## WHAT YOU NEED TO DO
1. According to the drug repurposing text, which approved hepatitis C virus protease inhibitor was designed and discovered with structure-based approaches?
2. Decide whether each statement agrees with the drug repurposing text, answering yes or no and quoting the deciding words: (a) Repurposing approved or licensed drugs could potentially cut the time and costs of making new therapies available. (b) Remdesivir showed strong inhibitory activity against SARS-CoV-2. (c) Oseltamivir and zanamivir are described as anti-influenza drugs.
3. Please transcribe the drug repurposing text from "On the other" to "and COVID-19 [29,30].".

## GIVEN TEXT
Content starts

On the other hand, drug repurposing strategies could be promising in the fight against COVID-19. Approved or licensed drugs, as previously assessed by studies that evaluated them in preclinical and clinical trials, show that these approaches could potentially reduce time and costs for making new therapies available . Considering this scenario and the possibility of novel outbreaks or pandemics, an approved drug may be also used to treat diseases caused by other coronaviruses or even future mutations of SARS-CoV-2 [26–28]. Different repurposing strategies and drug combinations have been proposed (e.g. remdesivir) but showed lack of inhibitory activity or inconclusive clinical results, as well as having to take the account of side effects, thus leaving a significant opportunity for the design and development of efficient drugs to face the challenges of SARS-CoV-2 and COVID-19 [29,30].
It is interesting to mention that in silico virtual screening approaches associated with structural and biophysical techniques can help the design of specific inhibitors to SARS-CoV-2, and significantly enhance the quality of compounds selected for in vitro and in vivo bioassays, increasing the success of drug discovery [31–34]. For instance, structure-based approaches have shown some successful outcomes in the past, for example, the design and discovery of boceprevir, an approved hepatitis C virus (HCV) protease inhibitor, as well as oseltamivir and zanamivir, both anti-influenza drugs .

Content ends

## MATERIAL SUPPLIED
Content starts

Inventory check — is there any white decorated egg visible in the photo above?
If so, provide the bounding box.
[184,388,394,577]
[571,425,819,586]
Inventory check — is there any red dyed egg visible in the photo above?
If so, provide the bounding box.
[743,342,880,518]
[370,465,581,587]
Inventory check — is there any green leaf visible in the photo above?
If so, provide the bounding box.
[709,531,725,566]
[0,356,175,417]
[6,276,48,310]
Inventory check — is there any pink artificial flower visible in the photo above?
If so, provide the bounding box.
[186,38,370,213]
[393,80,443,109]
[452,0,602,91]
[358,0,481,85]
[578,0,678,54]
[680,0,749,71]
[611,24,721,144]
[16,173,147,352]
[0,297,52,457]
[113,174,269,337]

Content ends

## TASK ANSWERS
1. Boceprevir

2.
(a) Yes: "these approaches could potentially reduce time and costs for making new therapies available"
(b) No: "showed lack of inhibitory activity or inconclusive clinical results"
(c) Yes: "both anti-influenza drugs"

3.
On the other hand, drug repurposing strategies could be promising in the fight against COVID-19. Approved or licensed drugs, as previously assessed by studies that evaluated them in preclinical and clinical trials, show that these approaches could potentially reduce time and costs for making new therapies available . Considering this scenario and the possibility of novel outbreaks or pandemics, an approved drug may be also used to treat diseases caused by other coronaviruses or even future mutations of SARS-CoV-2 [26–28]. Different repurposing strategies and drug combinations have been proposed (e.g. remdesivir) but showed lack of inhibitory activity or inconclusive clinical results, as well as having to take the account of side effects, thus leaving a significant opportunity for the design and development of efficient drugs to face the challenges of SARS-CoV-2 and COVID-19 [29,30].